» Written instruction: Render the lines below as a numbered list, omitting any blank lines.

» Stored rows:
....................

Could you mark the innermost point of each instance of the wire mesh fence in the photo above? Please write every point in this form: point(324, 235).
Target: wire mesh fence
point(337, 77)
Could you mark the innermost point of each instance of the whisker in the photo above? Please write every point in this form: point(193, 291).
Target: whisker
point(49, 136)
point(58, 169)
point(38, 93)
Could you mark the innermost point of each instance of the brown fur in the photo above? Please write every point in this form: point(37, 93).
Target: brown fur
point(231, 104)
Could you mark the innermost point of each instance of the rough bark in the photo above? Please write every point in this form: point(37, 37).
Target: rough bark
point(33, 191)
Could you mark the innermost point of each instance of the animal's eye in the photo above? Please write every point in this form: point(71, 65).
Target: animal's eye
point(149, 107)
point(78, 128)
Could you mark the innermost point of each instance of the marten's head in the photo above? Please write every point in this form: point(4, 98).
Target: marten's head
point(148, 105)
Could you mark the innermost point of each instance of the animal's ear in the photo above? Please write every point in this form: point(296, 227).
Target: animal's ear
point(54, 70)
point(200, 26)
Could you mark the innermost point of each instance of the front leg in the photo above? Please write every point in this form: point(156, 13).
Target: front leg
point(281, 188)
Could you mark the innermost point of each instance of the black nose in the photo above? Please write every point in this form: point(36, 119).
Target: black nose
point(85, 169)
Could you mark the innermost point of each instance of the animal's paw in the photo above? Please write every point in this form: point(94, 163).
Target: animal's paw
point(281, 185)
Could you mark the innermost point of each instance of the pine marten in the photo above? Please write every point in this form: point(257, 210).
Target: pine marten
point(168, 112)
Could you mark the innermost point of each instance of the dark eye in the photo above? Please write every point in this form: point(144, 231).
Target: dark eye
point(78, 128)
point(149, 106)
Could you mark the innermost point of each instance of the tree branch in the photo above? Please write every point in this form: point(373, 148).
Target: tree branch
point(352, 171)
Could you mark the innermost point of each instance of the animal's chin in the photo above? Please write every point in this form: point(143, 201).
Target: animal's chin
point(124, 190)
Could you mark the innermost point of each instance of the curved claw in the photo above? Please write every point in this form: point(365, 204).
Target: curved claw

....................

» Output below:
1. Could you mark the innermost point of each instance of the wire mesh fence in the photo above? Please write every point in this form: point(324, 235).
2. Target: wire mesh fence
3. point(337, 77)
4. Could you mark the innermost point of each instance of the whisker in the photo above? Please write every point in this form: point(193, 291).
5. Target: whisker
6. point(49, 136)
7. point(58, 169)
8. point(38, 93)
9. Could you mark the innermost point of each instance of the brown fur in the photo above? Please write every point in this form: point(37, 93).
10. Target: brown fur
11. point(231, 104)
12. Could you mark the innermost point of each instance of the rough bark in the photo above? Please write every point in this form: point(37, 37).
13. Target: rough bark
14. point(33, 191)
15. Could you mark the innermost point of each instance of the animal's eye in the photo above? Please write every point in this form: point(71, 65).
16. Target: animal's eye
17. point(149, 107)
18. point(78, 128)
19. Could you mark the innermost point of each instance of the marten's head in the photo above? Please write every point in this form: point(4, 98).
20. Target: marten's head
21. point(148, 105)
22. Could you mark the innermost point of each instance of the animal's ear in the photo above? Please write every point in this form: point(296, 227).
23. Target: animal's ear
24. point(54, 70)
25. point(200, 26)
26. Could you mark the innermost point of each instance of the front leg in the photo above? Please write every point in this form: point(156, 13).
27. Target: front leg
28. point(281, 188)
29. Could you mark the innermost point of each instance of the black nose in the photo above? Please write every point in this form: point(36, 119).
30. Target: black nose
31. point(85, 169)
32. Could you mark the innermost point of each instance of the animal's paw in the photo above? Please write every point in this form: point(94, 163).
33. Target: animal's paw
34. point(281, 185)
35. Could you mark the innermost point of each instance of the pine marten in the photo above? Please write every point in this form: point(257, 210).
36. Target: pine marten
37. point(168, 112)
38. Could you mark the innermost point of each instance of the dark eye in the photo above? Please write every point in this form: point(144, 231).
39. Target: dark eye
40. point(78, 128)
41. point(149, 106)
42. Could you mark the innermost point of each instance of the tree branch in the photo above? Please write every point in this form: point(373, 148).
43. Target: tree branch
44. point(352, 171)
45. Could you mark the innermost point of each instance of the animal's chin in the photo above? Please write every point in this form: point(143, 201).
46. Target: animal's chin
47. point(124, 190)
48. Could you mark the innermost point of each instance of the curved claw in the photo above? Please write every point in this form: point(365, 204).
49. Target: curved claw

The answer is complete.